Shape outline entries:
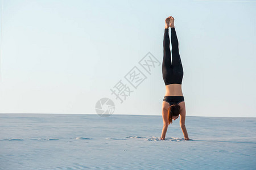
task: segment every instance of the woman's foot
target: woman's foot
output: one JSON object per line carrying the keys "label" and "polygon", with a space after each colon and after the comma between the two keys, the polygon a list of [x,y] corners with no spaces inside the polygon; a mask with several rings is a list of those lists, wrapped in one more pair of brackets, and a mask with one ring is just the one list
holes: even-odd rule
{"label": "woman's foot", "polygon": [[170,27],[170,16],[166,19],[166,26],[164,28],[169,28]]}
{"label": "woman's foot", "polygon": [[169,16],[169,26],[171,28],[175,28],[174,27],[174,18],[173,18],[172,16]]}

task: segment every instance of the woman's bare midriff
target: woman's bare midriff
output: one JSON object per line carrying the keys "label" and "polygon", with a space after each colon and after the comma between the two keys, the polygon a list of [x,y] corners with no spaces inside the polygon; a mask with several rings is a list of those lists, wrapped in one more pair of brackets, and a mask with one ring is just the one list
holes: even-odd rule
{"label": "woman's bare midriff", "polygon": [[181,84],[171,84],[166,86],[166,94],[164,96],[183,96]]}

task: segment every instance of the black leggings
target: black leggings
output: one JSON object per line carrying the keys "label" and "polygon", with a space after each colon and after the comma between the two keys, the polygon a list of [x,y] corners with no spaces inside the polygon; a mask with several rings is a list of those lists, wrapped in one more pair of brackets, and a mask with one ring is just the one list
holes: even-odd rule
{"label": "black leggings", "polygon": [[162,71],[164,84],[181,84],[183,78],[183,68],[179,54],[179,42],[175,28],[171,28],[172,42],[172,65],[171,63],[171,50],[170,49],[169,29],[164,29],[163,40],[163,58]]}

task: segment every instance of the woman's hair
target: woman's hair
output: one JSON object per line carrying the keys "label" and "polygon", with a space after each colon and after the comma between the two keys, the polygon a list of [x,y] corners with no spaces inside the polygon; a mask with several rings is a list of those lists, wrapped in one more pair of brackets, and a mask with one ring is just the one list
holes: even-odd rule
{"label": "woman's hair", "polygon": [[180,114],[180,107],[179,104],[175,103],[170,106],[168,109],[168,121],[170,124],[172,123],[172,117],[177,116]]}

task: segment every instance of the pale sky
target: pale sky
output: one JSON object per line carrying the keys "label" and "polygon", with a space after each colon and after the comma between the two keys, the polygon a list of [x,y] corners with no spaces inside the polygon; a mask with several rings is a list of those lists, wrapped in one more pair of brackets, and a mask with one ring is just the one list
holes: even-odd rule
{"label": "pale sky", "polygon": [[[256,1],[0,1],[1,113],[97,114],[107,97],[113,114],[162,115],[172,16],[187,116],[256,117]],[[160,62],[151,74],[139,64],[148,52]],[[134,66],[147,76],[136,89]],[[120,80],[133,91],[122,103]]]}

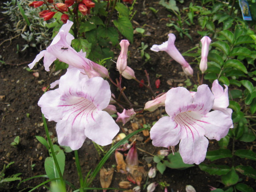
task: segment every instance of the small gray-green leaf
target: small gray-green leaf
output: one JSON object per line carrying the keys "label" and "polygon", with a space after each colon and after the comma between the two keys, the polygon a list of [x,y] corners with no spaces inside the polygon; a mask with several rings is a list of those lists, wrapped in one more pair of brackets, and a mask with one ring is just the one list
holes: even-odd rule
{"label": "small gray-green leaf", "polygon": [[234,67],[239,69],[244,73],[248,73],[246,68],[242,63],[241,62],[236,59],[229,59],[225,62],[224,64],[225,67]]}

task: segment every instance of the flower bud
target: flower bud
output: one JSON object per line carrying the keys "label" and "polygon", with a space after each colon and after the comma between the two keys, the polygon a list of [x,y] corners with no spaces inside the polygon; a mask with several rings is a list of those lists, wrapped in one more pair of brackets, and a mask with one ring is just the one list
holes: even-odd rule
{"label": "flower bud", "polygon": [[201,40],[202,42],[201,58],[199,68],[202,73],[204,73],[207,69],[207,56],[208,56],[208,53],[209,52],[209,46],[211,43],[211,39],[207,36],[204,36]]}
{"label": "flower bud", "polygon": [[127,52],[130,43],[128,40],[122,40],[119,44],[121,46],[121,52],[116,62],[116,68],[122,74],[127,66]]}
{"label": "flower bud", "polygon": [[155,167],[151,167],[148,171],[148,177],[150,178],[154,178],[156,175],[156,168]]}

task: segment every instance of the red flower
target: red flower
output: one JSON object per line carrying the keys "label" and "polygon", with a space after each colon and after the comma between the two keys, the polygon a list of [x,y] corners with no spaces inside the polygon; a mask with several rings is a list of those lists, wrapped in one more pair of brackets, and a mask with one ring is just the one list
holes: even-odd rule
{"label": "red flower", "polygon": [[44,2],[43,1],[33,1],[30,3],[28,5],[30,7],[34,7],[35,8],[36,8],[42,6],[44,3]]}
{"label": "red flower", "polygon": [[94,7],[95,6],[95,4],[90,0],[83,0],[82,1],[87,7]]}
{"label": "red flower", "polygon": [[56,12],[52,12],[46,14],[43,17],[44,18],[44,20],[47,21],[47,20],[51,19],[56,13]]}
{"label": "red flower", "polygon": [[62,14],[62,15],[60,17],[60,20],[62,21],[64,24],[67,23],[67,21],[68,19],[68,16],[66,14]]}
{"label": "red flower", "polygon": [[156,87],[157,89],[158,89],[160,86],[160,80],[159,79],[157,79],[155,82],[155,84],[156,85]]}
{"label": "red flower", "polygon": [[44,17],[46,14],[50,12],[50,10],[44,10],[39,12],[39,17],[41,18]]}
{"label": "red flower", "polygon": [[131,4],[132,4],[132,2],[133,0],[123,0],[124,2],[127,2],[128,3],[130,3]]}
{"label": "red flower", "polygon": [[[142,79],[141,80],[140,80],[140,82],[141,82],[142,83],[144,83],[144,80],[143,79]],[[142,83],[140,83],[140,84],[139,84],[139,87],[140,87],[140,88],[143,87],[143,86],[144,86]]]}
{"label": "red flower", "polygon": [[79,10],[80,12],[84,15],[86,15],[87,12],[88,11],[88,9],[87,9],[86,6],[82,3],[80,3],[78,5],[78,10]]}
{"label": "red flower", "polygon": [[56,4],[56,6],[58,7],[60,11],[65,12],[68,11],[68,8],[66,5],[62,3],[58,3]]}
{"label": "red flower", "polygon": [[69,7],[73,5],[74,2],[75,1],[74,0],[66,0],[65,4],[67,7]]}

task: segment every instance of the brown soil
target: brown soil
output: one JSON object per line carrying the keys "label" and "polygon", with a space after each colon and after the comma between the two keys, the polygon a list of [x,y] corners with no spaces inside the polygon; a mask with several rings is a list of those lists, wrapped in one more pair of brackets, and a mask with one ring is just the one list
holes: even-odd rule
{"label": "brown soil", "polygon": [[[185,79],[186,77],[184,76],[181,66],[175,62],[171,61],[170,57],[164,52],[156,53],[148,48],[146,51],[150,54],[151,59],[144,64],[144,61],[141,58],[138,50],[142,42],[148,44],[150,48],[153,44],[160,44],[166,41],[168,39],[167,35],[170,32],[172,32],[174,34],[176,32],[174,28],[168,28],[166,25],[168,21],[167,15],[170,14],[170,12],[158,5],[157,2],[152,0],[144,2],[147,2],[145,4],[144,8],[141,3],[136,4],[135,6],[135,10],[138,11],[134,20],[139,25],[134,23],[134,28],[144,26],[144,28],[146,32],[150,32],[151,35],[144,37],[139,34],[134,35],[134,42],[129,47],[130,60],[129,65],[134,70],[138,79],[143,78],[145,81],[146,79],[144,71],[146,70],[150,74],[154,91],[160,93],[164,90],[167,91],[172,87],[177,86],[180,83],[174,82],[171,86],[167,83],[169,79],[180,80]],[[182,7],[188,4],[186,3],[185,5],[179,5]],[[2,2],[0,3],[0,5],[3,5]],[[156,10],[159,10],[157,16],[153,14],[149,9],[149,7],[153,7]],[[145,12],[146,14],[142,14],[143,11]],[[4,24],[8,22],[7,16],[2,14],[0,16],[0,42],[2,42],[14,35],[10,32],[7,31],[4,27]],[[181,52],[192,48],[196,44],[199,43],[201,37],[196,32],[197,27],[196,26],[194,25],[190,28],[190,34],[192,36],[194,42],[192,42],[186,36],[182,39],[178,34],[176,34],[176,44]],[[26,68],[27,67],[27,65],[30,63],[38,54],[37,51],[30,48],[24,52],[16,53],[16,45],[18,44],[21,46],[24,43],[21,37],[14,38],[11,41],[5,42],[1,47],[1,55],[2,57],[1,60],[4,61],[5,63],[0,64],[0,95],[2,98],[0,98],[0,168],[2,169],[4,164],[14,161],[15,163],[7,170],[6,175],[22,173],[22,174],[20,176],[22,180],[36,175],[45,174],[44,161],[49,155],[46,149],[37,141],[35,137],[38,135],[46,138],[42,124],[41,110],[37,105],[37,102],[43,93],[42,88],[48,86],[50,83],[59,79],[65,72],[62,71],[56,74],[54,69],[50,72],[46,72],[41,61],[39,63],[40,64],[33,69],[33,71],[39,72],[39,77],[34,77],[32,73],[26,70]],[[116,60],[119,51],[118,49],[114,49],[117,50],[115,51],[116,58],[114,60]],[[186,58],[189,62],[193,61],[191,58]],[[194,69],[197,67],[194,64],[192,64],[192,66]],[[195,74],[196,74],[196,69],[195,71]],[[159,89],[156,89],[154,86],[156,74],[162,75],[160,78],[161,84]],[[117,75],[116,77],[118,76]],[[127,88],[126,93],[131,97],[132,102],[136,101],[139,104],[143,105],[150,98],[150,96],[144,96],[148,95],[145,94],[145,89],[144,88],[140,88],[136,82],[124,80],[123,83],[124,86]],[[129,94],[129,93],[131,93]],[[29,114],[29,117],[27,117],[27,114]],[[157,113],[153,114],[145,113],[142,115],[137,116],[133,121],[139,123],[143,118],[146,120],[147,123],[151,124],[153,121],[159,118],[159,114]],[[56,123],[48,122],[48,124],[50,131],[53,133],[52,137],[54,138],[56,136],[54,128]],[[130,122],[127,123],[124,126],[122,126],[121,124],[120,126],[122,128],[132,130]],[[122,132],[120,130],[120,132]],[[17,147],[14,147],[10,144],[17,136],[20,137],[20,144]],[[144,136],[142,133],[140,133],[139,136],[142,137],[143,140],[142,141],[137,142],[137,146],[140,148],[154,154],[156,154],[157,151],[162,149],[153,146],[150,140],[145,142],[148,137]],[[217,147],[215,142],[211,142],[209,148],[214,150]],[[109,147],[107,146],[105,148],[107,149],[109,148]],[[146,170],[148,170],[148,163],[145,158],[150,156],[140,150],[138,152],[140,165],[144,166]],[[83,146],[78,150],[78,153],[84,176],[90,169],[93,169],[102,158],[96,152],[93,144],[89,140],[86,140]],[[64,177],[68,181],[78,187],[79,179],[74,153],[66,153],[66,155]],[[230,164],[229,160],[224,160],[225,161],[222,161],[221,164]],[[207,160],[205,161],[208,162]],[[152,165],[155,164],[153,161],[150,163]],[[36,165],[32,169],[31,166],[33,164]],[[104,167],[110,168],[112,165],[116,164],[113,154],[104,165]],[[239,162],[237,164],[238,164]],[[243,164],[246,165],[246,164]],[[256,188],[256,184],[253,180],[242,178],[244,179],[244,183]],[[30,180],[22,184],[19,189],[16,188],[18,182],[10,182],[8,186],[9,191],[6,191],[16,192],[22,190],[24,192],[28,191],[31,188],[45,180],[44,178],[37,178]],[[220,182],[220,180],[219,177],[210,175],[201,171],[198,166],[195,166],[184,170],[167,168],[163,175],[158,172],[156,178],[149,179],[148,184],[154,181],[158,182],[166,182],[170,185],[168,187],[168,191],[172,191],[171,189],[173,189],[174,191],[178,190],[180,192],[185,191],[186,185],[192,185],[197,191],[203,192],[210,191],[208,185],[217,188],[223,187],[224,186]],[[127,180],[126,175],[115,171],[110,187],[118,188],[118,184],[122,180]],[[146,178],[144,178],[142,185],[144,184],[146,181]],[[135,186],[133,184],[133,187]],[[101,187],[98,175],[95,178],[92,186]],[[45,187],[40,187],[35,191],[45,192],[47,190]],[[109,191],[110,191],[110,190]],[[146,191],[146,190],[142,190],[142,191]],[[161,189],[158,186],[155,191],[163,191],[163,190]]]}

# Problem to work on
Arrange the data from its start through the line containing "target: woman's foot" as a JSON list of strings, one per line, with blank lines dropped. Leave the picture out.

# Written solution
[
  "task: segment every instance of the woman's foot",
  "target: woman's foot"
]